Soekarno di Mata Natsir


Presiden Soekarno sedang memeriksa barisan dengan menaiki kuda dalam upacara peringatan Hari angkatan perang Ri yang pertama di Jogjakarta.(FOTO : Anri, Foto IPPHOS, 1945-1950, 148)

DI ANTARA banyak aktor dalam sejarah Indonesia modern tercatat dua nama besar: Ir. Sukarno yang akrab dengan sapaan Bung Karno, dan Mohammad Natsir.

Dalam dinamika politik nasional, kedua tokoh itu pernah saling beradu pikiran lewat polemik tertulis, pernah sangat akrab ketika memimpin revolusi kemerdekaan, pernah juga berpisah jalan. Bahkan di masa kekuasaan Presiden Sukarno, Natsir bersama sejumlah tokoh bangsa seperti Sutan Sjahrir, Prawoto Mangkusasmito, Mohamad Roem, Soebadio Sastrosatomo, Mochtar Lubis, J. Princen, Hamka, dan Imron Rosjadi dijebloskan ke penjara tanpa sesuatu proses hukum.

Dengan pasang naik dan pasang surut hubungan seperti itu, bagaimanakah Natsir menilai Bung Karno?

Berkenalan di Bandung

Pada 1981, wartawan senior dan penulis produktif Solichin Salam menulis buku berjudul Bung Karno dalam Kenangan. Salah seorang yang menyumbang tulisan di buku tersebut ialah M Natsir.

Berikut ini tulisan Ketua Umum Partai Masyumi (1949-1958) itu seperti dimuat dalam buku yang diterbitkan oleh penerbit Pusaka, Jakarta.

Bung Karno adalah salah seorang pemimpin besar bangsa Indonesia, di samping Bung Hatta. Ini satu kenyataan yang tak bisa seorang pun mengingkarinya. Dengan segala kelebihan dan kekurangannya sebagai manusia.

*Ringkasan Tugas A*: Tuliskan kembali bagian kutipan tentang Natsir dan Bung Karno, mulai dari "DI ANTARA banyak" sampai "sesuatu proses hukum.".
Entri data sumber tidak ada kaitannya dengan kutipan tentang Natsir dan Bung Karno.

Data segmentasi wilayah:
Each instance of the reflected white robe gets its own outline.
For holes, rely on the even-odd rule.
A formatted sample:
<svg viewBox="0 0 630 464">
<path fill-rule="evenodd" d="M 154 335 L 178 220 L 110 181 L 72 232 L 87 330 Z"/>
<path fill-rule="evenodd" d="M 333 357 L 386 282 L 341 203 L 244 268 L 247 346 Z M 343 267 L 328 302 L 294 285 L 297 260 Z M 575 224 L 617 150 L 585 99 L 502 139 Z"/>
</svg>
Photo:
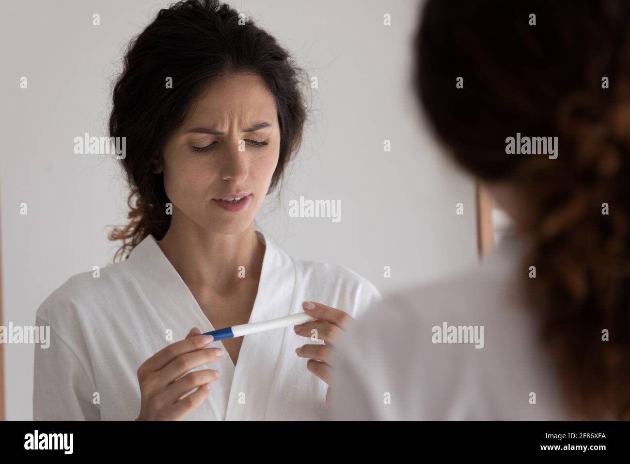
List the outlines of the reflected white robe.
<svg viewBox="0 0 630 464">
<path fill-rule="evenodd" d="M 256 233 L 266 249 L 249 322 L 303 312 L 307 300 L 356 318 L 380 300 L 373 285 L 346 268 L 294 259 Z M 140 405 L 138 367 L 193 326 L 222 328 L 212 327 L 151 235 L 100 278 L 92 271 L 70 278 L 42 303 L 36 324 L 50 326 L 51 341 L 35 348 L 35 420 L 133 420 Z M 185 419 L 324 419 L 328 386 L 295 352 L 306 343 L 323 342 L 298 336 L 292 326 L 246 335 L 236 366 L 226 351 L 194 369 L 221 375 Z M 220 341 L 209 346 L 223 348 Z"/>
<path fill-rule="evenodd" d="M 367 311 L 337 343 L 331 418 L 571 419 L 528 306 L 526 250 L 506 235 L 481 265 L 392 293 Z M 435 343 L 433 328 L 444 323 L 483 326 L 483 347 Z"/>
</svg>

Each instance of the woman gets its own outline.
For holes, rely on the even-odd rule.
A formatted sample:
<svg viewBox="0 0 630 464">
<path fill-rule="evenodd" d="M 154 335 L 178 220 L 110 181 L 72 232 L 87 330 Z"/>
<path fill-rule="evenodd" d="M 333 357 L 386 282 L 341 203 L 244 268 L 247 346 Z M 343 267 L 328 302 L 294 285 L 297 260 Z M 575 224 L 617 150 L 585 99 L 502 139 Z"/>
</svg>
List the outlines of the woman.
<svg viewBox="0 0 630 464">
<path fill-rule="evenodd" d="M 420 100 L 515 230 L 345 334 L 336 419 L 630 418 L 629 34 L 621 0 L 427 3 Z"/>
<path fill-rule="evenodd" d="M 111 238 L 128 259 L 71 278 L 38 309 L 52 340 L 35 353 L 35 419 L 323 417 L 330 342 L 379 295 L 254 228 L 300 144 L 298 73 L 211 0 L 161 10 L 132 42 L 110 119 L 110 136 L 127 137 L 131 222 Z M 317 320 L 198 336 L 303 311 Z"/>
</svg>

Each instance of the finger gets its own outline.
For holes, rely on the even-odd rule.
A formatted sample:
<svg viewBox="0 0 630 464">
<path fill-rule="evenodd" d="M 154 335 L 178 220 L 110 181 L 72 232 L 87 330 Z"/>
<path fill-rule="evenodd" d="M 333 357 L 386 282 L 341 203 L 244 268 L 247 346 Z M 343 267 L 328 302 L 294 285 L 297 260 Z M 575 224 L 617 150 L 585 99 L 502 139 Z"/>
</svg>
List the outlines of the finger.
<svg viewBox="0 0 630 464">
<path fill-rule="evenodd" d="M 330 364 L 333 355 L 333 348 L 319 343 L 306 343 L 295 350 L 295 353 L 301 358 L 311 358 Z"/>
<path fill-rule="evenodd" d="M 327 342 L 335 342 L 343 331 L 335 324 L 329 324 L 319 320 L 295 326 L 293 330 L 301 336 L 307 336 L 312 340 L 312 337 L 314 335 L 317 340 Z"/>
<path fill-rule="evenodd" d="M 309 359 L 306 363 L 306 369 L 324 381 L 326 384 L 330 384 L 333 369 L 325 362 Z"/>
<path fill-rule="evenodd" d="M 186 374 L 188 371 L 215 361 L 223 355 L 220 348 L 209 348 L 207 350 L 197 350 L 192 353 L 185 353 L 171 361 L 164 369 L 156 374 L 159 381 L 158 385 L 168 385 Z"/>
<path fill-rule="evenodd" d="M 200 333 L 201 331 L 198 328 L 193 327 L 192 329 L 190 329 L 190 331 L 188 332 L 188 335 L 186 336 L 184 340 L 185 340 L 186 338 L 190 338 L 192 336 L 195 336 L 195 335 L 198 335 Z"/>
<path fill-rule="evenodd" d="M 197 406 L 200 405 L 208 397 L 210 393 L 210 384 L 204 384 L 190 393 L 175 403 L 168 410 L 166 417 L 168 420 L 181 420 L 190 413 Z"/>
<path fill-rule="evenodd" d="M 218 371 L 210 369 L 188 372 L 156 395 L 152 399 L 152 406 L 157 410 L 171 406 L 186 393 L 202 385 L 215 381 L 219 376 Z"/>
<path fill-rule="evenodd" d="M 212 335 L 190 336 L 171 343 L 146 360 L 138 369 L 138 376 L 139 377 L 141 374 L 146 374 L 159 371 L 185 353 L 205 348 L 212 342 L 213 339 Z"/>
<path fill-rule="evenodd" d="M 345 329 L 354 319 L 345 311 L 315 301 L 305 301 L 302 304 L 304 312 L 314 318 L 335 324 Z"/>
</svg>

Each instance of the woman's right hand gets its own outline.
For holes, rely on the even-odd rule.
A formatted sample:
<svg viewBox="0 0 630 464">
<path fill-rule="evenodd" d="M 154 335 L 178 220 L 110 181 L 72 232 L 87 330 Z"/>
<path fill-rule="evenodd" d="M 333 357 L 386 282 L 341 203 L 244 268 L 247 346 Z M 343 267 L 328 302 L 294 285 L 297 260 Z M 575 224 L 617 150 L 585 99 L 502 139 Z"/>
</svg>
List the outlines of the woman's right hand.
<svg viewBox="0 0 630 464">
<path fill-rule="evenodd" d="M 136 420 L 181 420 L 208 397 L 210 384 L 219 378 L 219 371 L 186 372 L 215 360 L 223 350 L 203 349 L 212 336 L 198 336 L 200 333 L 193 328 L 184 340 L 160 350 L 138 369 L 141 404 Z"/>
</svg>

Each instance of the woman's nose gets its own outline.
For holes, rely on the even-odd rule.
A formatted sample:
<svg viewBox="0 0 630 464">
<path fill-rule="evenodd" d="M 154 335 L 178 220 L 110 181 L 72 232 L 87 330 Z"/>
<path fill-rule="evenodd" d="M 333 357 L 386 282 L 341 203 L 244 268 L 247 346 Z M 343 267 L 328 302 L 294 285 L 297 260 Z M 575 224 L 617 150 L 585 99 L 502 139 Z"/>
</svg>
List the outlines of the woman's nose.
<svg viewBox="0 0 630 464">
<path fill-rule="evenodd" d="M 231 143 L 226 150 L 221 168 L 221 177 L 224 181 L 240 182 L 247 179 L 249 173 L 247 152 L 239 151 L 239 148 L 244 149 L 244 141 Z"/>
</svg>

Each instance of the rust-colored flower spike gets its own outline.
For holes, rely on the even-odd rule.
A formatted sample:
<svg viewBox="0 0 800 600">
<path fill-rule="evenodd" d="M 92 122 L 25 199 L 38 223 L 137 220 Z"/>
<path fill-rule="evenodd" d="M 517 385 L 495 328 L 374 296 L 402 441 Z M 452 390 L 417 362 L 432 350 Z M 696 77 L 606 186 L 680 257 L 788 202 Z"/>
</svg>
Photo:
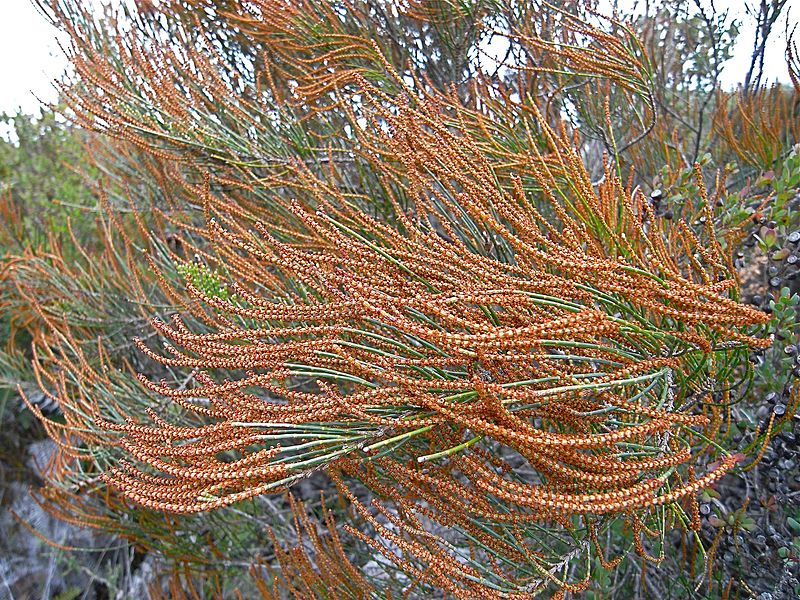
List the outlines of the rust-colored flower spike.
<svg viewBox="0 0 800 600">
<path fill-rule="evenodd" d="M 555 68 L 520 68 L 516 98 L 476 78 L 464 101 L 342 17 L 359 2 L 229 4 L 220 20 L 265 54 L 247 94 L 200 16 L 197 37 L 178 29 L 185 51 L 106 38 L 121 71 L 90 19 L 70 29 L 84 79 L 71 107 L 152 160 L 164 197 L 147 218 L 181 234 L 164 248 L 142 215 L 110 221 L 137 307 L 158 293 L 174 309 L 133 342 L 134 407 L 104 371 L 110 348 L 93 362 L 37 313 L 37 376 L 65 413 L 47 425 L 57 475 L 91 458 L 92 489 L 189 522 L 325 471 L 362 520 L 355 539 L 461 598 L 577 593 L 593 556 L 619 562 L 619 521 L 657 561 L 666 527 L 696 526 L 691 498 L 736 463 L 719 410 L 693 398 L 766 345 L 713 226 L 719 186 L 709 197 L 697 167 L 696 214 L 667 223 L 618 157 L 592 177 L 581 132 L 547 106 Z M 643 57 L 563 23 L 585 48 L 509 36 L 570 77 L 646 95 Z M 281 127 L 298 131 L 286 142 Z M 148 236 L 152 274 L 130 268 Z M 276 549 L 291 593 L 344 585 L 342 564 L 358 580 L 331 519 L 330 543 L 298 520 L 315 558 Z"/>
</svg>

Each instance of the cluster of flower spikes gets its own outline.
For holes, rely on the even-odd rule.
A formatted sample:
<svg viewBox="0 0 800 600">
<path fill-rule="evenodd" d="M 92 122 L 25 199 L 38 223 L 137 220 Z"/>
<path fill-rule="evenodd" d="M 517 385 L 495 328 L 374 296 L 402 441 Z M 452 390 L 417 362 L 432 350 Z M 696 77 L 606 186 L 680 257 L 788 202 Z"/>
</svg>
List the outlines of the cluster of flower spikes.
<svg viewBox="0 0 800 600">
<path fill-rule="evenodd" d="M 277 3 L 256 4 L 281 21 Z M 359 44 L 360 59 L 379 54 Z M 456 581 L 450 591 L 464 597 L 477 595 L 478 576 L 504 590 L 525 580 L 531 593 L 553 582 L 566 559 L 599 547 L 603 515 L 625 515 L 639 549 L 643 520 L 734 462 L 723 457 L 691 474 L 691 463 L 707 462 L 718 410 L 685 402 L 690 375 L 713 375 L 727 354 L 764 344 L 744 332 L 765 317 L 735 302 L 702 177 L 704 228 L 665 227 L 610 165 L 595 185 L 576 139 L 551 128 L 535 104 L 526 110 L 538 118 L 537 141 L 508 156 L 478 139 L 495 130 L 492 115 L 454 96 L 411 100 L 381 92 L 358 69 L 309 72 L 304 102 L 346 85 L 359 92 L 370 120 L 363 127 L 352 118 L 352 152 L 377 174 L 395 218 L 373 218 L 367 193 L 343 192 L 334 160 L 327 178 L 297 163 L 239 182 L 275 189 L 274 214 L 232 200 L 223 185 L 198 186 L 212 218 L 206 232 L 192 232 L 211 248 L 184 245 L 228 274 L 230 294 L 189 280 L 197 302 L 187 310 L 214 331 L 198 333 L 176 315 L 154 322 L 165 352 L 140 347 L 194 375 L 191 386 L 141 381 L 199 424 L 155 410 L 149 422 L 101 415 L 111 440 L 102 443 L 130 458 L 105 480 L 144 506 L 197 512 L 282 490 L 321 468 L 341 471 L 395 504 L 382 514 L 405 541 L 378 520 L 372 526 L 404 560 L 427 565 L 403 568 Z M 217 83 L 215 98 L 227 91 Z M 348 114 L 354 105 L 316 110 Z M 149 147 L 125 122 L 134 117 L 116 118 L 132 143 Z M 420 533 L 415 512 L 479 540 L 489 566 L 465 569 L 444 537 Z M 581 520 L 586 535 L 570 545 Z M 547 551 L 535 529 L 544 525 Z M 436 552 L 426 550 L 431 539 Z M 510 556 L 515 568 L 504 570 L 498 561 Z"/>
<path fill-rule="evenodd" d="M 218 330 L 193 333 L 175 315 L 154 322 L 165 352 L 140 347 L 193 370 L 195 385 L 141 381 L 208 423 L 174 426 L 152 411 L 150 424 L 106 422 L 137 461 L 108 483 L 146 506 L 194 512 L 344 469 L 407 503 L 403 514 L 416 507 L 502 556 L 519 544 L 498 547 L 477 522 L 568 531 L 583 515 L 588 545 L 592 519 L 633 515 L 643 527 L 636 511 L 692 497 L 729 470 L 731 456 L 697 478 L 679 468 L 710 419 L 684 411 L 673 389 L 698 356 L 724 354 L 721 341 L 764 345 L 742 333 L 764 315 L 726 295 L 735 282 L 721 249 L 686 225 L 673 238 L 648 230 L 644 199 L 611 171 L 595 193 L 572 137 L 549 129 L 545 218 L 521 184 L 497 187 L 440 108 L 400 99 L 388 110 L 360 84 L 387 124 L 365 129 L 364 147 L 387 188 L 408 194 L 404 206 L 394 198 L 397 223 L 350 202 L 335 173 L 326 181 L 301 165 L 272 182 L 305 199 L 285 206 L 305 226 L 300 242 L 226 214 L 224 194 L 199 188 L 233 295 L 188 281 Z M 559 165 L 582 186 L 580 203 L 546 191 Z M 241 375 L 217 381 L 215 370 Z M 437 577 L 464 572 L 415 544 L 406 552 Z M 554 577 L 535 552 L 524 558 L 539 585 Z"/>
</svg>

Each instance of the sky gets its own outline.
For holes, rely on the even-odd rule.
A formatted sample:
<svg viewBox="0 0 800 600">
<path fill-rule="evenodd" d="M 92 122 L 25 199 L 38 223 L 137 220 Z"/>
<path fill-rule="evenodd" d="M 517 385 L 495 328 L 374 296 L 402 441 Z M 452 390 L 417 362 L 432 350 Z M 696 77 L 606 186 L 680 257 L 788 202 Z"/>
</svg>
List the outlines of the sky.
<svg viewBox="0 0 800 600">
<path fill-rule="evenodd" d="M 95 4 L 102 0 L 84 0 Z M 730 7 L 735 17 L 744 18 L 747 0 L 716 0 L 718 8 Z M 610 0 L 604 0 L 610 5 Z M 621 1 L 629 6 L 633 0 Z M 751 3 L 755 3 L 751 0 Z M 766 80 L 788 81 L 784 61 L 785 19 L 776 27 L 765 60 Z M 788 18 L 800 21 L 800 0 L 789 0 Z M 748 21 L 749 22 L 749 21 Z M 776 35 L 779 34 L 779 35 Z M 800 31 L 798 32 L 800 35 Z M 62 38 L 63 39 L 63 38 Z M 753 48 L 753 27 L 743 27 L 734 57 L 723 74 L 725 85 L 744 78 Z M 56 30 L 49 25 L 31 0 L 0 0 L 0 112 L 38 112 L 40 102 L 54 102 L 58 93 L 53 80 L 67 68 Z"/>
</svg>

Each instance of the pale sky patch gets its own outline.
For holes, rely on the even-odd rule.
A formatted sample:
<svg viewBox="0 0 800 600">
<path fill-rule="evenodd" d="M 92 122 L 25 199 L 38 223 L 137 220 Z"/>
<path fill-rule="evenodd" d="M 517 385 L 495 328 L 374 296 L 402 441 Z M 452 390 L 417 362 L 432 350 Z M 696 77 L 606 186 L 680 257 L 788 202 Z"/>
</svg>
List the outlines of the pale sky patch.
<svg viewBox="0 0 800 600">
<path fill-rule="evenodd" d="M 101 0 L 91 0 L 99 4 Z M 751 0 L 755 4 L 755 0 Z M 0 0 L 0 112 L 38 112 L 39 100 L 56 102 L 58 92 L 53 80 L 67 69 L 67 60 L 58 46 L 57 31 L 39 14 L 30 0 Z M 620 1 L 623 8 L 632 1 Z M 606 0 L 606 6 L 611 2 Z M 775 28 L 765 57 L 764 81 L 788 81 L 784 60 L 784 27 L 787 18 L 797 23 L 800 0 L 790 0 L 789 10 Z M 752 20 L 745 12 L 745 0 L 716 0 L 719 9 L 730 8 L 732 16 L 744 20 L 734 57 L 726 66 L 724 85 L 733 86 L 744 79 L 753 49 Z M 749 24 L 749 27 L 746 26 Z M 798 32 L 800 35 L 800 31 Z M 62 38 L 63 39 L 63 38 Z M 37 100 L 37 98 L 39 100 Z"/>
</svg>

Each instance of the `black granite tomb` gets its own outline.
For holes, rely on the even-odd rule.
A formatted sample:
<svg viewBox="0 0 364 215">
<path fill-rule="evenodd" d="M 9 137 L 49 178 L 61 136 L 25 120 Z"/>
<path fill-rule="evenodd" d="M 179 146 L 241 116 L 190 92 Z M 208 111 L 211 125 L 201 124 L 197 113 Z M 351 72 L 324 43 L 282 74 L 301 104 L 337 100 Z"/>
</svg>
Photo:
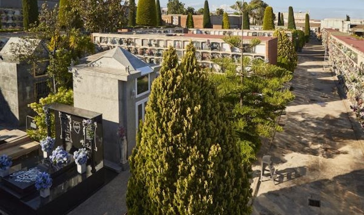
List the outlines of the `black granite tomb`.
<svg viewBox="0 0 364 215">
<path fill-rule="evenodd" d="M 0 182 L 0 209 L 10 215 L 63 214 L 87 198 L 107 178 L 103 168 L 102 118 L 101 114 L 59 104 L 45 107 L 50 134 L 50 114 L 55 116 L 56 143 L 62 146 L 71 160 L 59 167 L 38 155 L 18 164 L 21 170 L 3 178 Z M 77 172 L 72 155 L 80 148 L 89 152 L 86 172 Z M 20 166 L 19 166 L 20 165 Z M 53 180 L 51 194 L 41 198 L 35 189 L 35 178 L 43 171 Z M 110 174 L 108 175 L 110 175 Z"/>
</svg>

*Ringkasan Tugas B*: Transkripsikan baris-baris entri data sumber mulai dari baris yang memuat "Each instance of the woman gets" sampai baris yang memuat "420 100 L 515", kedua baris itu ikut disertakan.

*Jawaban Lengkap A*:
DI ANTARA banyak aktor dalam sejarah Indonesia modern tercatat dua nama besar: Ir. Sukarno yang akrab dengan sapaan Bung Karno, dan Mohammad Natsir.

Dalam dinamika politik nasional, kedua tokoh itu pernah saling beradu pikiran lewat polemik tertulis, pernah sangat akrab ketika memimpin revolusi kemerdekaan, pernah juga berpisah jalan. Bahkan di masa kekuasaan Presiden Sukarno, Natsir bersama sejumlah tokoh bangsa seperti Sutan Sjahrir, Prawoto Mangkusasmito, Mohamad Roem, Soebadio Sastrosatomo, Mochtar Lubis, J. Princen, Hamka, dan Imron Rosjadi dijebloskan ke penjara tanpa sesuatu proses hukum.

*Jawaban Lengkap B*:
Each instance of the woman gets its own outline.
For holes, rely on the even-odd rule.
A formatted sample:
<svg viewBox="0 0 630 464">
<path fill-rule="evenodd" d="M 154 335 L 178 220 L 110 181 L 72 232 L 87 330 Z"/>
<path fill-rule="evenodd" d="M 333 357 L 386 282 L 341 203 L 244 268 L 247 346 Z M 343 267 L 328 302 L 294 285 L 297 260 Z M 575 224 L 617 150 L 585 99 L 502 139 Z"/>
</svg>
List the outlines of the woman.
<svg viewBox="0 0 630 464">
<path fill-rule="evenodd" d="M 420 100 L 515 230 L 345 334 L 336 419 L 630 418 L 629 34 L 621 0 L 427 3 Z"/>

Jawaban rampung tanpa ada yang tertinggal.